Region annotation entries
++++++

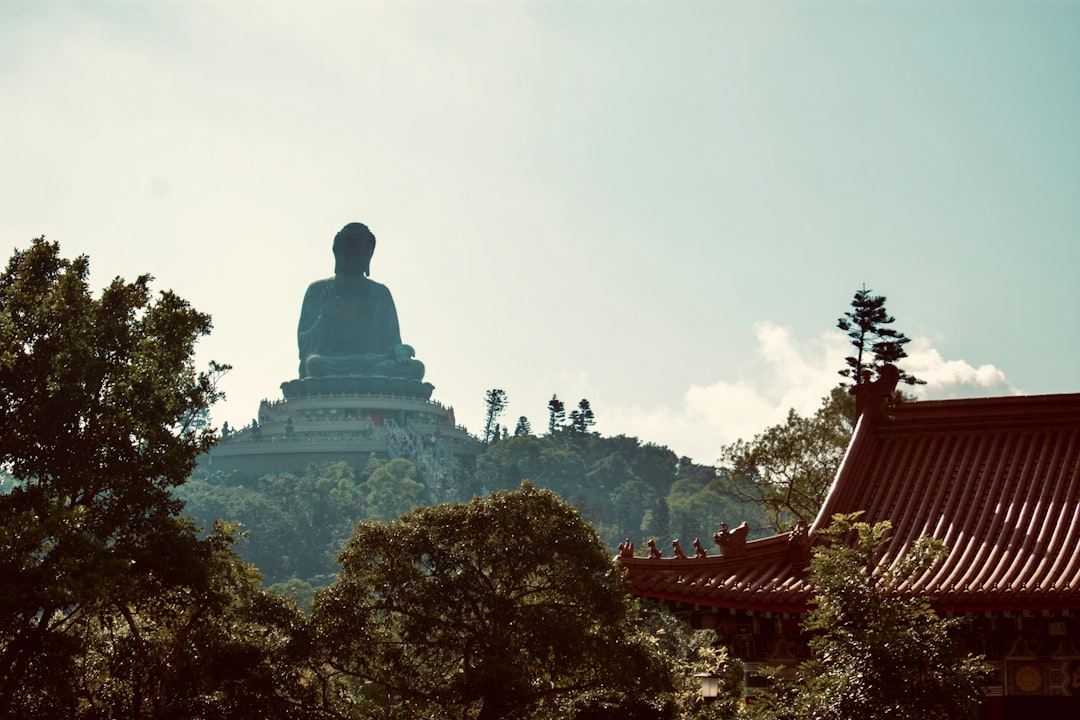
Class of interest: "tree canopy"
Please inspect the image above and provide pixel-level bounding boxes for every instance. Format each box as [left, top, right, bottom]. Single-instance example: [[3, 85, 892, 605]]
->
[[312, 484, 673, 720], [836, 285, 926, 385], [0, 239, 313, 718], [720, 388, 854, 531], [751, 514, 987, 720]]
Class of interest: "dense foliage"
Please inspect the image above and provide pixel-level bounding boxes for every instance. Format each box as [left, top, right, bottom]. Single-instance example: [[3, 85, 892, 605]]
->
[[312, 484, 675, 720], [720, 388, 854, 531], [0, 239, 313, 718], [761, 515, 986, 720]]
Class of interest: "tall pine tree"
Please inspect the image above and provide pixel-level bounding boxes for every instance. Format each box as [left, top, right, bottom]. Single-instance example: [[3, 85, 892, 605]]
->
[[836, 285, 926, 385]]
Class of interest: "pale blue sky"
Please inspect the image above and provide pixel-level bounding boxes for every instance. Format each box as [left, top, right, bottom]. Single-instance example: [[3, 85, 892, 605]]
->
[[0, 0, 1080, 462]]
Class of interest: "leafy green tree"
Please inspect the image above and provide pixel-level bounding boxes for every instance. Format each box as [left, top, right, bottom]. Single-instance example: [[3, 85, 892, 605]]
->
[[312, 484, 673, 720], [548, 395, 566, 436], [0, 239, 315, 718], [720, 388, 854, 531], [364, 458, 424, 520], [836, 285, 926, 385], [764, 514, 988, 720], [569, 397, 596, 435], [484, 388, 509, 445], [176, 476, 309, 583], [474, 435, 585, 502]]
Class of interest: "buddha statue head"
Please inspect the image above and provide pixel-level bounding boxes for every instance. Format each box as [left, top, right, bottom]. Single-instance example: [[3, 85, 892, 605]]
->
[[334, 222, 375, 277]]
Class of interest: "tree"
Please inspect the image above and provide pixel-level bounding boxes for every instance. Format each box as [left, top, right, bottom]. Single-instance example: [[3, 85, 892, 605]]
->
[[766, 514, 988, 720], [364, 458, 423, 520], [312, 484, 673, 720], [484, 389, 508, 445], [548, 395, 566, 436], [0, 239, 315, 718], [720, 388, 854, 531], [569, 398, 596, 435], [836, 285, 926, 385]]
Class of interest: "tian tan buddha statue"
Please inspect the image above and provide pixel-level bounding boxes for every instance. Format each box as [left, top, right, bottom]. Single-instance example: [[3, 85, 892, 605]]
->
[[296, 222, 430, 392]]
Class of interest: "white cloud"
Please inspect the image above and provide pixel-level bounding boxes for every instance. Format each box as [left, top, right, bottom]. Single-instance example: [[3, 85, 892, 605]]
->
[[903, 338, 1021, 399], [604, 322, 1020, 463], [609, 322, 845, 463]]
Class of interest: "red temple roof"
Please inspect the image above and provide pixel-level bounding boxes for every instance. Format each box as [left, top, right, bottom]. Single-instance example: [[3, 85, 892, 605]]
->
[[620, 394, 1080, 612]]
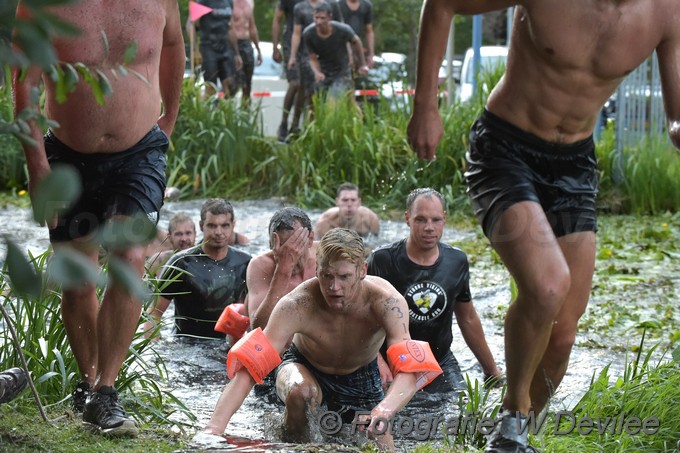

++++++

SET TASK -
Copy all of the lines above word for word, leaving out the pictures.

SOLUTION BELOW -
Class of interest: "tree canopy"
Please inspect the image above and provide pixel-level bounding boxes for every instance. Format each box as [left, top, right, bottom]. Single-instance example: [[3, 85, 892, 605]]
->
[[312, 484, 673, 720], [836, 285, 926, 385], [0, 239, 313, 718], [720, 388, 854, 531], [751, 514, 987, 720]]
Class of interest: "dense foliage"
Please inspect the image above and provide pixel-level bounding boxes for every instance. Format each box as [left, top, right, bottom]. Single-instance example: [[3, 85, 892, 605]]
->
[[312, 484, 675, 720], [720, 388, 854, 531], [0, 239, 313, 718], [761, 515, 986, 720]]
Class of interest: "tall pine tree"
Please inspect the image above and provide pixel-level bounding boxes for every instance. Format each box as [left, top, right, bottom]. Single-instance example: [[3, 85, 892, 605]]
->
[[836, 285, 926, 385]]
Class of interest: "pale blue sky"
Please inspect the image above and provide pixel-level bounding boxes for every instance. Format each box as [left, top, right, bottom]. Single-instance example: [[3, 85, 892, 605]]
->
[[0, 0, 1080, 462]]
Class of interest: "leafy green tree"
Please inspect the image above and provide pixel-level bounding boxes for every instance. Format each box as [left, top, right, bottom]. Single-instance example: [[3, 85, 892, 605]]
->
[[312, 484, 673, 720], [548, 395, 566, 436], [0, 239, 315, 718], [720, 388, 854, 531], [364, 458, 424, 520], [836, 285, 926, 385], [764, 514, 988, 720], [569, 397, 596, 435], [484, 388, 509, 445], [176, 476, 309, 583], [474, 435, 585, 502]]
Class of interest: "buddha statue head"
Please inspect the image above and provide pixel-level bounding boxes for every instance. Format each box as [left, top, right, bottom]. Single-instance example: [[3, 85, 892, 605]]
->
[[334, 222, 375, 277]]
Class of interest: "tree"
Please inspect the image above and provide pixel-level bounding boxes for every instance. Format each box as [left, top, right, bottom]. Single-instance example: [[3, 85, 892, 605]]
->
[[766, 514, 988, 720], [364, 458, 423, 520], [312, 484, 673, 720], [484, 389, 508, 445], [548, 395, 566, 436], [0, 239, 315, 718], [720, 388, 854, 531], [569, 398, 596, 435], [836, 285, 926, 385]]
Class of interest: "tian tan buddha statue"
Please inspect the image above and provide pixel-level bounding boxes for every instance. Format each box as [left, top, right, bottom]. Single-instance example: [[3, 85, 892, 605]]
->
[[296, 222, 430, 392]]
Class of interest: "white cloud"
Please inspect the image above and provide pixel-level bounding boxes for every instance. Format each box as [left, top, right, bottom]. Single-instance example: [[3, 85, 892, 605]]
->
[[903, 338, 1021, 399], [604, 322, 1020, 463], [609, 322, 845, 463]]
Class of interest: "red temple roof"
Please inspect the image above and provide pixel-level bounding boxes for every instance. Format each box as [left, top, right, bottom]. Single-instance example: [[3, 85, 892, 605]]
->
[[620, 394, 1080, 612]]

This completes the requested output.